REQUIRED TASK A:
Copy the records word for word, beginning at their first line and stopping after the line that contains "point(344, 215)". Leave out the pictures.

GIVEN PASSAGE:
○ ○ ○

I have a few points about that.

- games do not age. They stay the same, they don't change. You can reasonably say something ages ONLY if something happens to them during the passing of time. If they remain identical, like BITS do (data doesn't change just because of passing of time), you can't say it ages (with wisdom anyway).

- of course it's 'easier on the eyes', because it looks like 'nothing'. You can't get bored with 'nothing', as you can get bored with 'specifics'. This is why you can't get bored with white walls, because it looks like 'nothing'. Just plain surface is not something your mind and eye can grasp the same way they can grasp a certain shape or a texture. Doom looks boring, because you've seen the same textures over and over so much. A polygonized game doesn't look like anything, so your eye can't get bored with it, so you think it has 'aged well'.

It hasn't. It's just pure boredom to begin with, so it reached its maximum boredom capacity instantly, so it can't "age" more.

- nothing is as mind-numbing to look at as filled polygons. Non-filled polygons at least provoke your imagination and let you imagine something better, but when you fill them, that's it. It's just a 'shape of flat surfaces everywhere', and it's like looking at a cubicle, or a bland office filled with cubicles. Lots of detail, but nothing pleasing to the eye.

For something to be pleasing to the eye, it needs actual graphics, not just flat polygons, no matter how well they're shaded.

This kind of 'visual style' (if it can be called such) falls to the uncanny valley-type crack between 'beautifully hand-pixelled graphics' and 'beautifully textured world with lots of detail'.

This looks like.. 'nothing'.

And before you say I contradicted myself in this post, I didn't. I just tried to express the same thing in various different ways so you get the full picture - I didn't want my post to be as flat as Virtua Racing's 'non-graphics'.

It's unfortunate these games were made, as their gameplay is good, there's some 'energy' involved and so on, but it was obsolete when it was released, because filled polygons are not graphics at all, they're the most boring computer-generated visual garbage that doesn't even look as interesting as actual garbage, you can imagine (or NOT imagine, as imagination produces something actually interesting).

The only 'good' thing about this kind of non-graphics, is that it can create a 'real 2D-projection of a 3D-world'. I mean, since it's not a 'gimmick' or 'trick' to create the illusion of 3D (although it is, because it's still 3D projected on a 2D display), like the early racing games were, Pole Position, Chase H.Q., Out Run, Lotus Esprit Turbo Challenge and such, so you can actually make 'three-dimensional movements and things happen'. When something is shown to move three-dimensionally, mathematically speaking, it really does.

○ ○ ○

REQUIRED TASK B:
Pick up the post about filled-polygon game graphics from where it stops.

○ ○ ○

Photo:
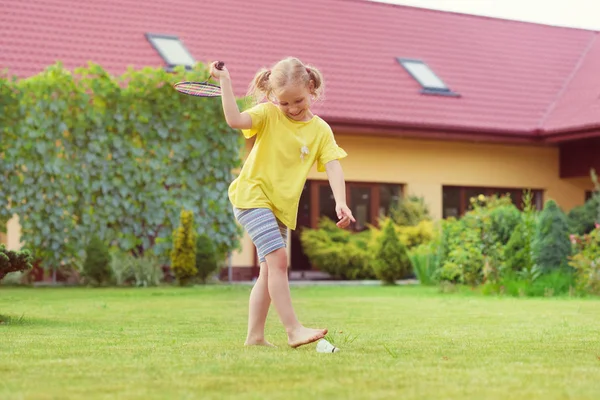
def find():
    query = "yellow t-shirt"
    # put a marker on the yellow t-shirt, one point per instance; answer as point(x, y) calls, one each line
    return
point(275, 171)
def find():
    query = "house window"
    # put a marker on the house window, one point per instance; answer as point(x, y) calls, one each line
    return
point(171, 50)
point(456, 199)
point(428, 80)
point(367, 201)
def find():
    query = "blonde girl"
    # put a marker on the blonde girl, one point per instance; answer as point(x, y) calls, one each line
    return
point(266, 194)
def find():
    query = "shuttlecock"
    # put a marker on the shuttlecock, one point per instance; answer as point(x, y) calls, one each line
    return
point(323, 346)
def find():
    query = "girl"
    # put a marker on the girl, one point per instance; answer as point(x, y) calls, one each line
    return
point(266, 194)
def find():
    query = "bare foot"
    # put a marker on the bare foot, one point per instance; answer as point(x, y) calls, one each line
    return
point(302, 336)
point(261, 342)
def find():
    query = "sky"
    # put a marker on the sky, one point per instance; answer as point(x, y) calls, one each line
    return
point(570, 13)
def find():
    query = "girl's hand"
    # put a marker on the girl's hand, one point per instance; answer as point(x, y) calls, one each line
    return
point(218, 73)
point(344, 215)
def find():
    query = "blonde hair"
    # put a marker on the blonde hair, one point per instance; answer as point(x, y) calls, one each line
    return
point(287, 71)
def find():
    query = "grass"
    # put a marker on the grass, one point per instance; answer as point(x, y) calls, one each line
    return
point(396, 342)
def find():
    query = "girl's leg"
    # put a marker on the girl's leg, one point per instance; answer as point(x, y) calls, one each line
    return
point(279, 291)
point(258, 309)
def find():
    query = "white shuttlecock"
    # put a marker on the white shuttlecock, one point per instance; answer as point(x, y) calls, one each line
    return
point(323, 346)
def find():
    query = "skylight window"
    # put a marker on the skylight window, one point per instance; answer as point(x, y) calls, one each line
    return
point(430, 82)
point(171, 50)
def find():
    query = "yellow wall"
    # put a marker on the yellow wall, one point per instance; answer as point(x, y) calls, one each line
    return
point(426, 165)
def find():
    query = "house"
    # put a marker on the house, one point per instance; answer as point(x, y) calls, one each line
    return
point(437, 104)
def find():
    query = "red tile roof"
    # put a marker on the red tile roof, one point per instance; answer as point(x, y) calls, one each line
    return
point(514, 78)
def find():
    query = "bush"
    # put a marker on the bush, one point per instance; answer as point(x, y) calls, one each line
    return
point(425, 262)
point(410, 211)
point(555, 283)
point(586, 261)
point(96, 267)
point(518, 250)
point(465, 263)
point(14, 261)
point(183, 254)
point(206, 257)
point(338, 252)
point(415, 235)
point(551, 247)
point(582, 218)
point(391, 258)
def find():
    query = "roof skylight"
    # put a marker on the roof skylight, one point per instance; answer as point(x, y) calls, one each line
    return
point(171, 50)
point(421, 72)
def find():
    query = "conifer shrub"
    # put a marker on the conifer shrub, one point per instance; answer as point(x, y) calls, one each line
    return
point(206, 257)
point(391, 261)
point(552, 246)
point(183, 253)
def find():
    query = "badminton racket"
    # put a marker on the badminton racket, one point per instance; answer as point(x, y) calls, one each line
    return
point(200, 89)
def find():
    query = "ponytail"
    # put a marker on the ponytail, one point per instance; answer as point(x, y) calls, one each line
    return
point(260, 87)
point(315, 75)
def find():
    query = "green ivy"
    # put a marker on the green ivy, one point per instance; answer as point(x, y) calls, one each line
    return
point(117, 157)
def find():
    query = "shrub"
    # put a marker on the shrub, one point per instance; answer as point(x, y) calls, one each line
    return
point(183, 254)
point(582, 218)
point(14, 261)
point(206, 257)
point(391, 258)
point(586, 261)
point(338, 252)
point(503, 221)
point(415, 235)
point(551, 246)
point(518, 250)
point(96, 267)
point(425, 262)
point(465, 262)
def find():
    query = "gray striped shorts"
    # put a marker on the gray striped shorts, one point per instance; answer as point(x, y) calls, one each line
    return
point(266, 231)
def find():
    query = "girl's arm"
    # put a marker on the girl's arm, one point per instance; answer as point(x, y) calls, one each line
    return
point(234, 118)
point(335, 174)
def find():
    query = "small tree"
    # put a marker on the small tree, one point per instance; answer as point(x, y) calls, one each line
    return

○ ○ ○

TASK RESULT A:
Photo:
def find():
    query = "yellow t-shirt"
    # put a marker on the yellow t-shirt, one point per instance; answer as point(x, y) calls, one each line
    return
point(275, 171)
def find():
    query = "house window"
    # put a marker on the house window, one point per instance; answer as point(x, y) calls, one each line
    return
point(171, 50)
point(456, 199)
point(428, 80)
point(367, 201)
def find():
    query = "blonde girl"
    # put a marker on the blonde girl, one point per instance; answer as point(x, y) calls, one each line
    return
point(266, 194)
def find():
    query = "shuttlecock"
    # put a marker on the shuttlecock, one point per instance; answer as point(x, y) calls, one each line
    return
point(323, 346)
def find():
    query = "girl"
    # put a marker on the girl, one point per instance; answer as point(x, y) calls, one each line
    return
point(266, 194)
def find():
    query = "bare foot"
    # put a marker on the bare foot, one point per instance; answer as point(x, y) calls, one each line
    return
point(302, 336)
point(261, 342)
def find():
    query = "sky"
    # put a marker on the sky, one point per instance; answer as point(x, y) calls, one each line
    return
point(570, 13)
def find():
    query = "girl's hand"
    # put a marker on the girl's hand, one point per instance; answer as point(x, y) calls, one each line
    return
point(218, 73)
point(344, 215)

TASK RESULT B:
However, in my opinion, this is not enough, because computer, arcade and video games in general, are very much a visual medium, it should offer something visual. That's where this kind of graphics fail. It's like the whole world consists of flat surfaces everywhere instead of anything beautiful or hand-pixelled or even 'well-made textures' (there ARE 3D games that have really beautiful textures and thus great-looking worlds, although many are really ugly, too. World of Warcraft's 'Val'Sharah' with all details turned on, is mesmerizingly beautiful).

Would anyone really want to live in a world that looks like the one in Virtua Racing? I'd rather live in the world of "Pit Stop" (C64-version), because at least the trees look nicely hand-pixelled, and thus inspiring.

There's nothing inspiring about flat surfaces or world completely rendered by a computer, if there's NO human touch or detail, like good textures anywhere. Just 'flat shading' leaves me COLD.

Just like you said, there's no joy in it, although you possibly talked about something a bit different, but the end of your post sort of illuminates my point; it's just a mystery to me how you can create such separation and not see the whole thing that way. How can you get joy out of this, but not if it's done slightly differently, is a mystery to me.

In any case, I always look at some cool wireframe object or world, and imagine all kinds of greatness - but then I see it 'filled', sometimes even with textures, and it just leaves me completely cold, now it's suddenly boring.

Don't underestimate the human touch or beauty of textures.. a racing game absolutely needs one of those, or - as someone said, it doesn't bring any joy.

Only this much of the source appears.